■ **Written exercise**
Write out every line of the listing below as a JSON list of strings, one string per line, leaving out blank lines and any pictures.

[Listing from a point labeling set]

**********

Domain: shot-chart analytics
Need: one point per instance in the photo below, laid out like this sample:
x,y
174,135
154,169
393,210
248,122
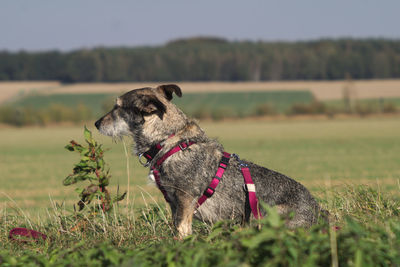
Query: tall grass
x,y
366,233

**********

■ **Response below**
[
  "Domain: shot-chart analytics",
  "Need: one point per instance in the photo below, laid out like this sample:",
  "x,y",
  "174,135",
  "154,169",
  "393,210",
  "248,122",
  "Query: tall grass",
  "x,y",
  "366,233"
]